* **LISTE DES ACTIVITÉS**:
**a)** D'après le texte sur la violence et la révolution, combien de morts la seconde guerre mondiale a-t-elle causés ?
**b)** Rédigez la suite du texte sur la violence et la révolution en reprenant juste après sa dernière phrase.

* **TEXTE PRÉSENTÉ**:
VIOLENCE ET REVOLUTION

1 - REFLEXIONS SUR LA VIOLENCE

On peut distinguer différents types de violence (en concentrant l’étude sur les formes collectives, et en mettant de côté, bien entendu, tout ce qui relève de la violence individuelle, même si celle-ci n’en est pas complètement indépendante) :
-  Hier, violence sociale ou politique brute exercée dans le cadre de systèmes de domination esclavagiste, féodale, de type monarchie absolue, coloniale (voir de dictatures de type fasciste, nazie…) : emprisonnements arbitraires, exécutions (cf. lieudits appelés « les Justices » évoquant le gibet), déportations, camps de concentrations au 20ème siècle. La terreur institutionnalisée. Des millions de morts.
-  N’oublions pas les deux guerres mondiales : la première, provoquée par la remise en cause du partage de la planète par les puissances européennes (9 M de morts), la seconde consécutive à la première et à la crise de 1929 - première grande crise mondiale du capitalisme (50 M de morts).
-  La guerre reste endémique dans les régions les plus pauvres de la planète : Afghanistan, Afrique.

* **DONNÉES BRUTES**:

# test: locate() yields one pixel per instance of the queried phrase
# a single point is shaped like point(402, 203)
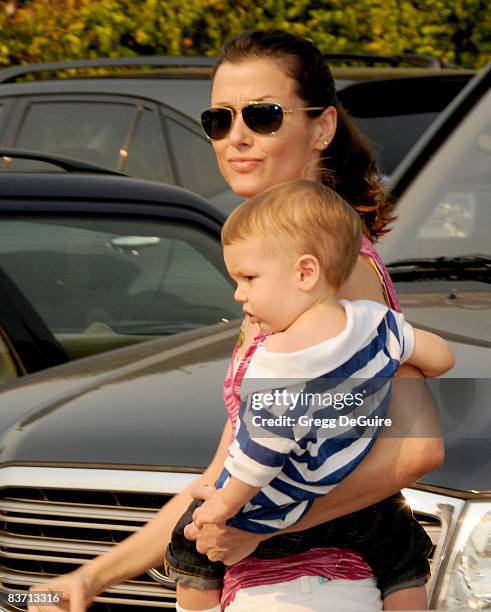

* **RÉPONSES PAR TÂCHE**:
**a)** Elle a causé 50 millions de morts.

**b)**
-  Aujourd’hui, plusieurs types de violence sociale quotidienne dans le cadre d’un mode de production basé sur l’exploitation capitaliste : - souffrance au travail : pénibilité, stress, pour des salaires faibles, entraînant suicides, etc (France Telecom), maladies professionnelles (amiante), ou provoquées par l’intensification du travail (TMS)… - malnutrition, maladies, difficultés d’accès au système de santé… - humiliation d’une partie de la classe ouvrière obligée de quémander de l’assistance… Qui dit violence institutionnelle dit soumission, résignation… jusqu’à un certain point (« explosions de violence », « violences urbaines »…). En juillet 1789, c’est la conjonction de la révolte de la bourgeoisie contre les privilèges de la noblesse et d’une révolte populaire contre la cherté du pain qui a produit l’image de la révolution que tout le monde connaît (la prise de la Bastille). A noter que l’institution scolaire implique une certaine forme de contrainte, et donc de violence institutionnelle, mais ceci est un autre sujet, qui mérite un débat à lui seul.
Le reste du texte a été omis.